■ Instructions for the task: Copy the data below exactly.

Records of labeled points
--- START ---
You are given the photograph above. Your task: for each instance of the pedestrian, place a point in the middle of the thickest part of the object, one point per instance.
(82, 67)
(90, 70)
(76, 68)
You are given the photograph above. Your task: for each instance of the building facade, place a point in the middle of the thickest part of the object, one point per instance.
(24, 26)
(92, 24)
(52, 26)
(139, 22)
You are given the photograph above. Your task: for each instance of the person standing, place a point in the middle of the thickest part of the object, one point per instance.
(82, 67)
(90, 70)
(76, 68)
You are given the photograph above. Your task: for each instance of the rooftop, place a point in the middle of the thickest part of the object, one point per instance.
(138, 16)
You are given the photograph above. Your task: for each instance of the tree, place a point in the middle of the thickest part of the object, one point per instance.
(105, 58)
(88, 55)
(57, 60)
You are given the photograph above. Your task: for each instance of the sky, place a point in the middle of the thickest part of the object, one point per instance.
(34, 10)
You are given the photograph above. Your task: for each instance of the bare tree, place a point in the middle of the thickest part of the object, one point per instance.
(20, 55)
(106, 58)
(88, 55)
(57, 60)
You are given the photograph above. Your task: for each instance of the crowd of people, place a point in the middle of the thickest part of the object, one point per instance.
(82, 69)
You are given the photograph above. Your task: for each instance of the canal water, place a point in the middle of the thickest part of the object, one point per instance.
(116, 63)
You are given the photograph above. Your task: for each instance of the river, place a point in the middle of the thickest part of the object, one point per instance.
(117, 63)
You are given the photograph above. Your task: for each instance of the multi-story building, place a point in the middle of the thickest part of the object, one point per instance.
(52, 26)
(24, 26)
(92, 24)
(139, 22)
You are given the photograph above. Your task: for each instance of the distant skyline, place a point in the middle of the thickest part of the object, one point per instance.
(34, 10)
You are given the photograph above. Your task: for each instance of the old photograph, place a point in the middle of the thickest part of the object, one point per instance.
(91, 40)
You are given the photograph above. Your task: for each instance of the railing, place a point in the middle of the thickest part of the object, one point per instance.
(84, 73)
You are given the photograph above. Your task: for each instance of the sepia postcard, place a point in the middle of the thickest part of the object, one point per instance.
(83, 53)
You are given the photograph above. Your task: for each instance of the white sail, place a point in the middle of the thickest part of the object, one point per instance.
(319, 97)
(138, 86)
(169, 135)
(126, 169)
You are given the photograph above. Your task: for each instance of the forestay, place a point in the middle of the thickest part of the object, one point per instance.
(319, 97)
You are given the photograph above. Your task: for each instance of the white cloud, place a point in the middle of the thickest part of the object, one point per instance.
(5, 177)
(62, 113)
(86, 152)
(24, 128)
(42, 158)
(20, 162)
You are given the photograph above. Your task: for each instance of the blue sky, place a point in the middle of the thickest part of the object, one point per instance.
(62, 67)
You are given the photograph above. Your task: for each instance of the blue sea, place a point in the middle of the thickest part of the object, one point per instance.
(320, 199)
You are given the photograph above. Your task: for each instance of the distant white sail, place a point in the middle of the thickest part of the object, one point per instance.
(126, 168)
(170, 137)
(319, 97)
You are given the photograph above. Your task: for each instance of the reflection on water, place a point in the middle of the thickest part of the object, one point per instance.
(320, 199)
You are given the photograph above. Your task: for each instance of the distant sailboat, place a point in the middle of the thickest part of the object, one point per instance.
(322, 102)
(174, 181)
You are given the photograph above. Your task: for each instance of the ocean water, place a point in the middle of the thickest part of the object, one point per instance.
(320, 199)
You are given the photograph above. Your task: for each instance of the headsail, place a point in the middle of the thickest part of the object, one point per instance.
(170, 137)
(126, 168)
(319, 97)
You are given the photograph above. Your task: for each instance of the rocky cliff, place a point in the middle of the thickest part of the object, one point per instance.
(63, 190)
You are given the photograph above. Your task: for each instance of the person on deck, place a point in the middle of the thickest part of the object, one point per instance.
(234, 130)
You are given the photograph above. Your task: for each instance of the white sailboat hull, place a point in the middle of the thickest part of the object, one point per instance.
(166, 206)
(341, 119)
--- END ---
■ Response to the exercise:
You are given the photograph above. Your task: for each instance of the pedestrian, place a point in the middle of the thickest part of the object, one point per instance.
(82, 67)
(90, 70)
(76, 68)
You are given the photograph above. Your task: for each instance of the building facade, place a point in the middle of the thickest part of the object, one point per instance.
(24, 26)
(92, 24)
(52, 26)
(139, 22)
You are given the photograph above. Your task: for each instance of the person standing, place a point in the middle of the thickest part of the object, one point per instance.
(82, 67)
(90, 70)
(76, 68)
You are given the photograph above. Your task: for each instance of the rooftop, place a point in the middle of the thickest part of the object, one point per instance.
(138, 16)
You are given the photograph above. Your task: for each instance of the tree, place a point in the middle of the thickest part of the object, one point per instance.
(105, 58)
(88, 55)
(57, 60)
You are given the photograph above. Your task: for each instance of the sky, place a point in the middle of the thickest part of the object, one point per instance.
(34, 10)
You are given the photograph above. Your task: for each instance of the bare tree, place a point in the middle of the thickest part of the object, one point per instance.
(20, 55)
(106, 58)
(88, 55)
(57, 60)
You are given the photograph above. Your task: for each instance of the crowd of people, place a point in the middle of the thickest part of the object, one point per instance.
(82, 69)
You are given the photograph above. Your task: for each instance of the canal water, place a point in the middle of the thickest part of the object, one point per instance.
(116, 63)
You are given the photograph above. Your task: for each instance of the river, place a point in the middle of the thickest part of the object, one point per instance.
(117, 63)
You are given the photograph above. Your task: for each instance of the multi-story building, place a point in the middle of the thickest part of the object, one point per instance.
(52, 26)
(24, 26)
(92, 24)
(139, 22)
You are given the photograph above. Your task: for each instance of the distant skyline, place a point in the middle of the thickest part of the object, one point per instance.
(34, 10)
You are given the photograph above. Your task: for each instance of the old photograph, place a point in the middle of the thickest part of the object, one point per instance.
(91, 40)
You are given the photograph above. Your task: for each instance of the railing, place a point in the middle of the thickest part of the object, one point per instance.
(84, 73)
You are given the photograph above. Your task: for each instance of the sepia postcard, place a point in the middle of the thickest part of the object, one point per instance.
(83, 53)
You are given the photograph above. Your task: for each instance of the white sail, place a point in the middle of the thickest part of the object, one point per instance.
(319, 97)
(138, 86)
(169, 135)
(126, 169)
You are given the photograph above. Your task: for each instance of the forestay, place a point in the middle of the thickest part of the object, one point per instance.
(319, 97)
You are given the photograph above. Your task: for each instance of the white cloud, place a point in the middle of the thickest part of the object, one point per instance.
(5, 177)
(62, 113)
(86, 152)
(24, 128)
(42, 158)
(20, 162)
You are given the photograph above. Your task: for each instance of the blue sky, place a point in the middle of the thickest part of the object, one point per instance.
(62, 67)
You are given the photograph above. Your task: for each instance of the blue sea, place a point in the middle of the thickest part of the object, one point per instance.
(320, 199)
You are given the photograph above. Your task: for each instance of the distant white sail, place a point in the middle of the thickest part of the object, one point per instance.
(126, 168)
(170, 137)
(319, 97)
You are given the photograph above. Your task: for each instance of the reflection on water, place a point in the middle of the thickest part of the object, one point per instance.
(320, 199)
You are given the photograph above. Your task: for each instance of the distant sailboat, place a point in the middle of the thickest part of the object, one point per instance.
(322, 102)
(174, 181)
You are given the photograph above. Your task: for each instance of the ocean water, place a point in the middle of the thickest part of the object, one point per instance.
(320, 199)
You are given the photograph above. Your task: for each instance of the headsail, place a point in the middle of the thickest part of the object, one point per instance.
(170, 137)
(126, 168)
(319, 97)
You are given the photograph above. Your task: for each instance of the rocky cliff, place a point in the middle of the thickest part of the object, one point per instance.
(63, 190)
You are given the photograph above. Your task: for each instance of the person on deck, place a point in the middle of the thickest part of the object, one point per instance.
(234, 130)
You are given the photograph above. Your task: for each instance of the white sailboat hull, place a point in the middle of the thickest part of the object, one point per instance.
(166, 206)
(341, 119)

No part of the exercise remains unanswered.